-- begin --
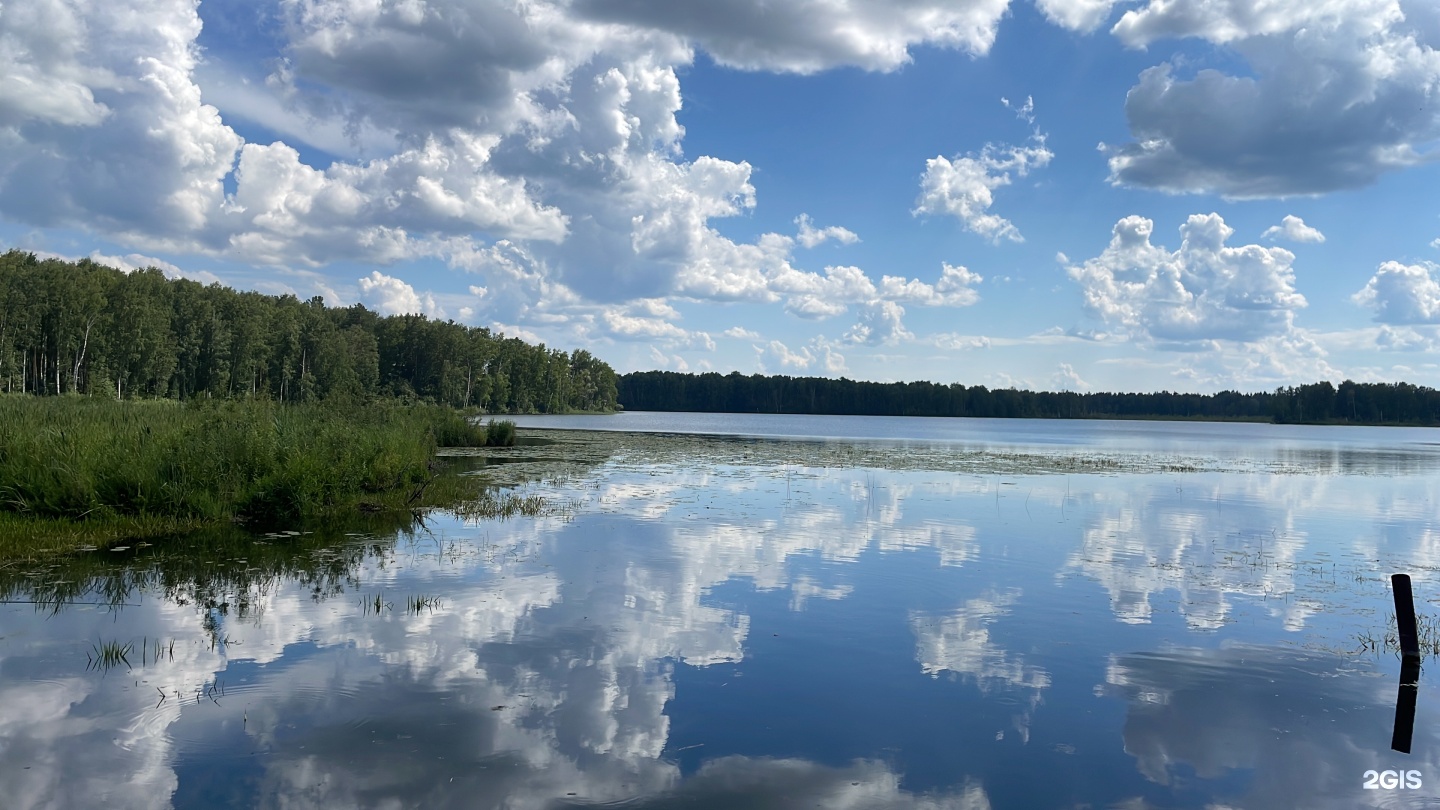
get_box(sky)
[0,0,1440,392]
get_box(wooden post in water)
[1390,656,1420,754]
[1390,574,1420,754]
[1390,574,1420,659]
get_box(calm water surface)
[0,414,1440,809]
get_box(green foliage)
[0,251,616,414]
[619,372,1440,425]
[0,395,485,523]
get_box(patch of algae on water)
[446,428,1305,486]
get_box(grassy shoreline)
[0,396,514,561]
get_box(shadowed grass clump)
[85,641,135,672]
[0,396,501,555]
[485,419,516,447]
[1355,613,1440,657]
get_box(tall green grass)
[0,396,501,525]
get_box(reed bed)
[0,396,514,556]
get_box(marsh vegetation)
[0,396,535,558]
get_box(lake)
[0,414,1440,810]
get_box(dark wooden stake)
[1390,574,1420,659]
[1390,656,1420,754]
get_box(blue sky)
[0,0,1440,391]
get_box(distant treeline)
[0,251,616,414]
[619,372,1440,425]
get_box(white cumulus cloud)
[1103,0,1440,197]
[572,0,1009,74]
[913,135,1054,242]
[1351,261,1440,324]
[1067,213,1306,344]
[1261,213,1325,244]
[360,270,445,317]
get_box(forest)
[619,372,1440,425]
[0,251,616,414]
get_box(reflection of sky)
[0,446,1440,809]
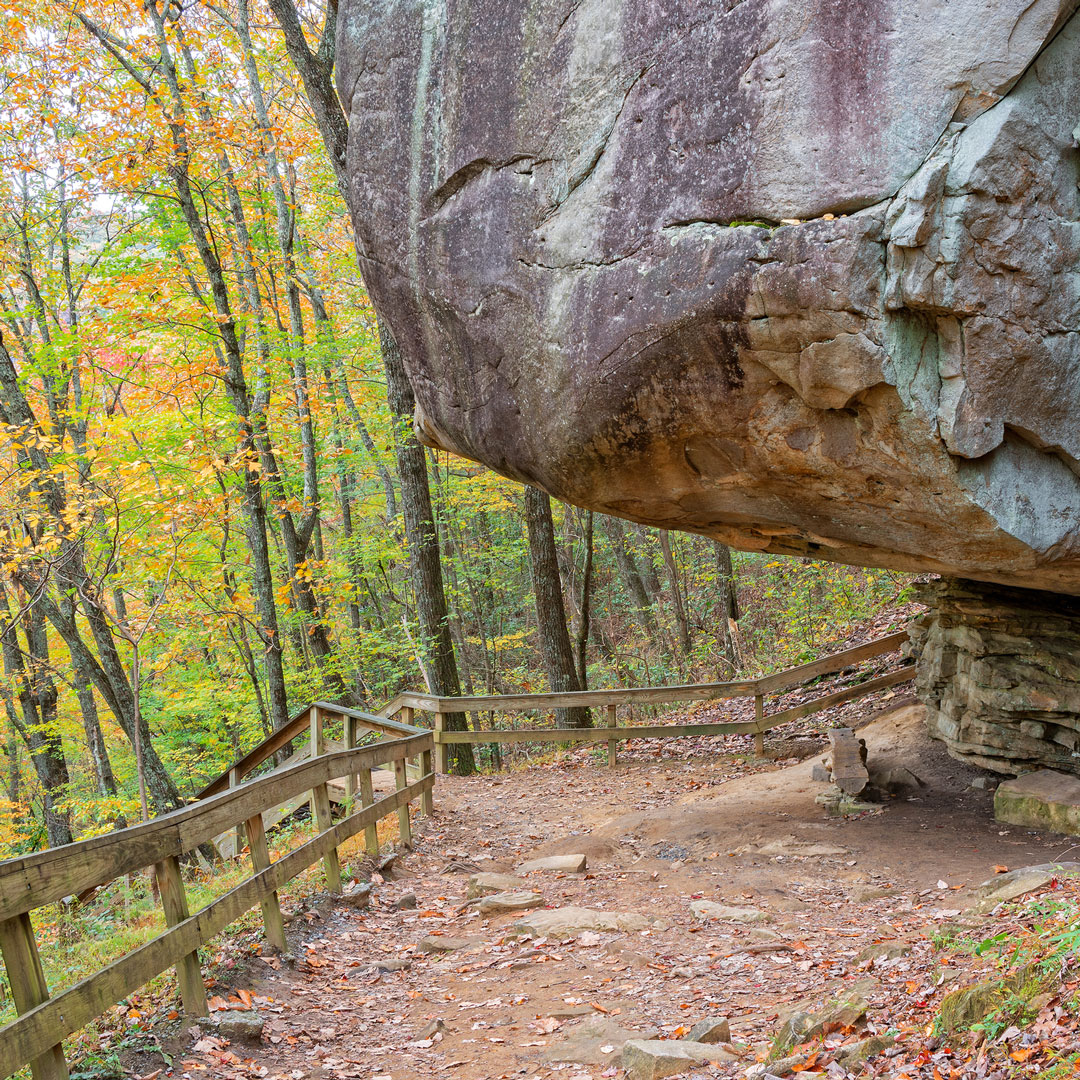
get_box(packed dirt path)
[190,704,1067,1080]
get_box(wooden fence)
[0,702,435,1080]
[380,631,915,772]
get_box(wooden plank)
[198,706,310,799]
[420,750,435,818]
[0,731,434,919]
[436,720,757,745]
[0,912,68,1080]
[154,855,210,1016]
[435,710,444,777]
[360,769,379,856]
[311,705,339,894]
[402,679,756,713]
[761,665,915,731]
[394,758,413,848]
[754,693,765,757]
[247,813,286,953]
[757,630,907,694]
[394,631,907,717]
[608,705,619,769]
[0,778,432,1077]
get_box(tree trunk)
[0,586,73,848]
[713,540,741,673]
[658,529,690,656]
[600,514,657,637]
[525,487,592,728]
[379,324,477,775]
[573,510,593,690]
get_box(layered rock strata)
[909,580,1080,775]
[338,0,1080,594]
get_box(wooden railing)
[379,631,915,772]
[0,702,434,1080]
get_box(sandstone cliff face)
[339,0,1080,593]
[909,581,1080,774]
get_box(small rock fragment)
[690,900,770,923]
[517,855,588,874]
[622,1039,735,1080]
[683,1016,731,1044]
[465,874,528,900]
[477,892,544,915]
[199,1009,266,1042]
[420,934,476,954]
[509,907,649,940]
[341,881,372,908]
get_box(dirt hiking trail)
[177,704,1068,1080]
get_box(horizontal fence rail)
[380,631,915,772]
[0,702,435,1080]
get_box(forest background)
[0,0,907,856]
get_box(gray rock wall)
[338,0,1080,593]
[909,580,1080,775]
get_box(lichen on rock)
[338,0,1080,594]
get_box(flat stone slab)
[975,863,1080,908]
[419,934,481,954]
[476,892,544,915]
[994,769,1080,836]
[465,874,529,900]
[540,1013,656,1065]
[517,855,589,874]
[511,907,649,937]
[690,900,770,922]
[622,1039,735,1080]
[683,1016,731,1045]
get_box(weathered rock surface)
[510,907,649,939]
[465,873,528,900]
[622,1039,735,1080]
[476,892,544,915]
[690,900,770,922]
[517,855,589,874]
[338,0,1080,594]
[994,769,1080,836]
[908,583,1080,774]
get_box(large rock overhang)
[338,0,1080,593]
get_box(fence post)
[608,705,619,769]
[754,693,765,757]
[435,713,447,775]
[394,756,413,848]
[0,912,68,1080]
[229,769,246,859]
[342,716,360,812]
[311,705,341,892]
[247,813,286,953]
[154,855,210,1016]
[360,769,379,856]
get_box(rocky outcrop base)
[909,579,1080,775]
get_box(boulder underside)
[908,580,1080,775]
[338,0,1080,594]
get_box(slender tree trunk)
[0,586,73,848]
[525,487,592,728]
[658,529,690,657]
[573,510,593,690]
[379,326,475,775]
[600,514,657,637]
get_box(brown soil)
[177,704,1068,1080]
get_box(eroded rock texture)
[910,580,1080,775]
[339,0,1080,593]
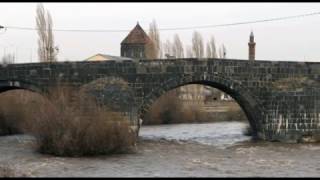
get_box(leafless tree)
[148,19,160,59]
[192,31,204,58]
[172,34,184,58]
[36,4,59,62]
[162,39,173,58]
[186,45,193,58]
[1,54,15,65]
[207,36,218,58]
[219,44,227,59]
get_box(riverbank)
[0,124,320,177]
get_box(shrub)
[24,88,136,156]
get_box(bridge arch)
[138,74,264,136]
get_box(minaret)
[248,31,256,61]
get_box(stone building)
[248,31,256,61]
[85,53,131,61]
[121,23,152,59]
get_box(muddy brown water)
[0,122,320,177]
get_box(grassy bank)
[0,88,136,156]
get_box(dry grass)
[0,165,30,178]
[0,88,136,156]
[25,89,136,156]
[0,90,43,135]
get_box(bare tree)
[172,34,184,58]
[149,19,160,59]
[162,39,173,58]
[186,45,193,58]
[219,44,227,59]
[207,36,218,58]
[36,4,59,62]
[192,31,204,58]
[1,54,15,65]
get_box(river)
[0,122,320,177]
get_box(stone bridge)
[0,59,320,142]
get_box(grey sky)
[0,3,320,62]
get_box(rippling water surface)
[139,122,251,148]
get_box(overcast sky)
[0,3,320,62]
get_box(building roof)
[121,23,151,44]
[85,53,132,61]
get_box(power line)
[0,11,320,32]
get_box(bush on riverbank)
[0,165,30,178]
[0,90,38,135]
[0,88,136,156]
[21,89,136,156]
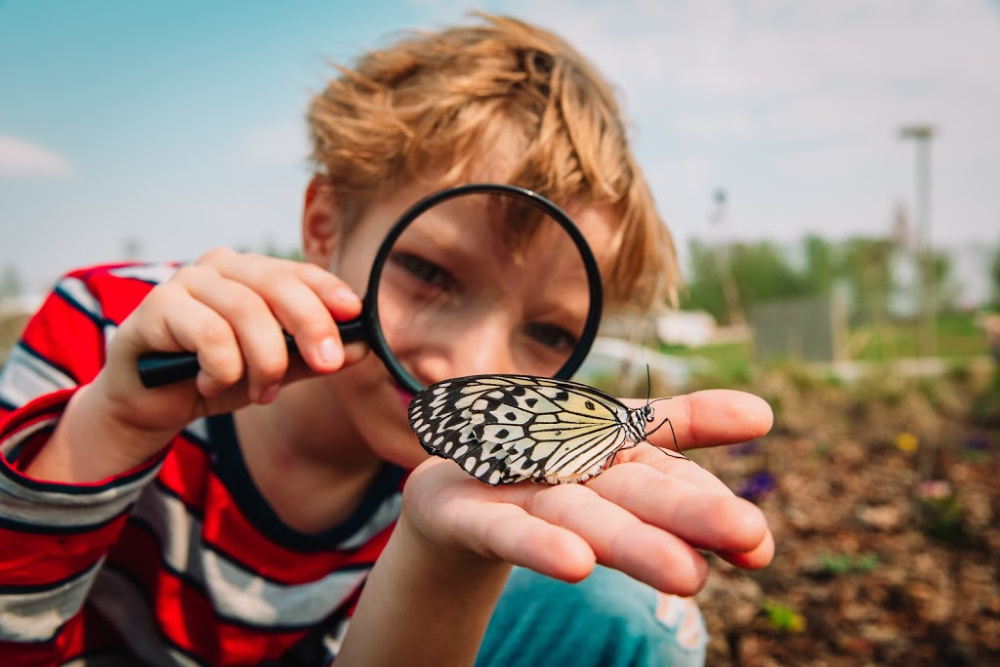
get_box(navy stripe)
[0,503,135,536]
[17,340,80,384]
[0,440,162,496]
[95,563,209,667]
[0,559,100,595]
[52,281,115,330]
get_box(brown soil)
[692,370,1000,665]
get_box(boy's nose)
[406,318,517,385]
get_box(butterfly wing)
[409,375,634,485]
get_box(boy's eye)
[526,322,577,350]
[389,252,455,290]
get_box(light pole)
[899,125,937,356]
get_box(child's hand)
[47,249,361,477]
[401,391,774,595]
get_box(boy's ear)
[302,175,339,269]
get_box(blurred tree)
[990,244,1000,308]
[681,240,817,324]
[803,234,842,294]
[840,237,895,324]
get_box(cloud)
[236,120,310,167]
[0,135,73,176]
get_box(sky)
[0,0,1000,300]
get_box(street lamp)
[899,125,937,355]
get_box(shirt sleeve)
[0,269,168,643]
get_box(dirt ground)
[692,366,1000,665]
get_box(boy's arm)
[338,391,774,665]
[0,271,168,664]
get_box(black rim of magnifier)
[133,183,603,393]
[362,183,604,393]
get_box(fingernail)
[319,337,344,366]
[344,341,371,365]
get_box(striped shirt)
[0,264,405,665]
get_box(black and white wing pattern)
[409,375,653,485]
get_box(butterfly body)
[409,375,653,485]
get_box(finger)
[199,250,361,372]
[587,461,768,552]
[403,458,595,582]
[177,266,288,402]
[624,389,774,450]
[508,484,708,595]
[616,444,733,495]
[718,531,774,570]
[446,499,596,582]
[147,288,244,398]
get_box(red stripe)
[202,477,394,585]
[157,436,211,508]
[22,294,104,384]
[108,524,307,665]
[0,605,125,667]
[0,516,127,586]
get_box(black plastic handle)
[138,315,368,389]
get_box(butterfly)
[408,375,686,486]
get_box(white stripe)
-- end --
■ **Problem details**
Copy the records from the line containing "get_box(marsh vegetation)" down through the line containing "[909,581,1080,774]", with "wooden" changed to "timber" and everything else left as it is. Omit the pictures.

■ **Result**
get_box(marsh vegetation)
[0,396,535,558]
get_box(lake)
[0,414,1440,810]
get_box(dark timber stake)
[1390,574,1420,659]
[1390,656,1420,754]
get_box(blue sky)
[0,0,1440,391]
get_box(distant treeline)
[0,251,616,414]
[619,372,1440,425]
get_box(white cumulus cloud)
[1103,0,1440,197]
[572,0,1009,74]
[913,135,1054,242]
[1351,261,1440,324]
[1067,213,1306,344]
[1261,213,1325,244]
[360,270,445,317]
get_box(forest)
[619,372,1440,425]
[0,251,616,414]
get_box(reflection of sky)
[0,446,1440,809]
get_box(packed dirt path)
[190,704,1067,1080]
get_box(timber fence)
[0,702,435,1080]
[380,631,915,772]
get_box(timber plank)
[198,706,310,799]
[420,750,435,818]
[0,731,434,919]
[436,720,757,745]
[0,912,68,1080]
[154,855,210,1016]
[435,710,444,777]
[360,769,379,856]
[311,705,339,894]
[402,679,756,713]
[761,665,915,731]
[394,758,413,848]
[754,693,765,757]
[247,813,286,953]
[757,630,907,694]
[394,631,907,717]
[608,705,619,769]
[0,778,432,1077]
get_box(tree trunk)
[0,586,73,848]
[713,540,741,673]
[658,529,690,656]
[600,514,657,637]
[525,487,592,728]
[379,324,477,775]
[573,510,593,690]
get_box(layered rock strata)
[909,580,1080,775]
[338,0,1080,594]
get_box(timber railing)
[379,631,915,772]
[0,702,434,1080]
get_box(sandstone cliff face)
[339,0,1080,593]
[909,581,1080,774]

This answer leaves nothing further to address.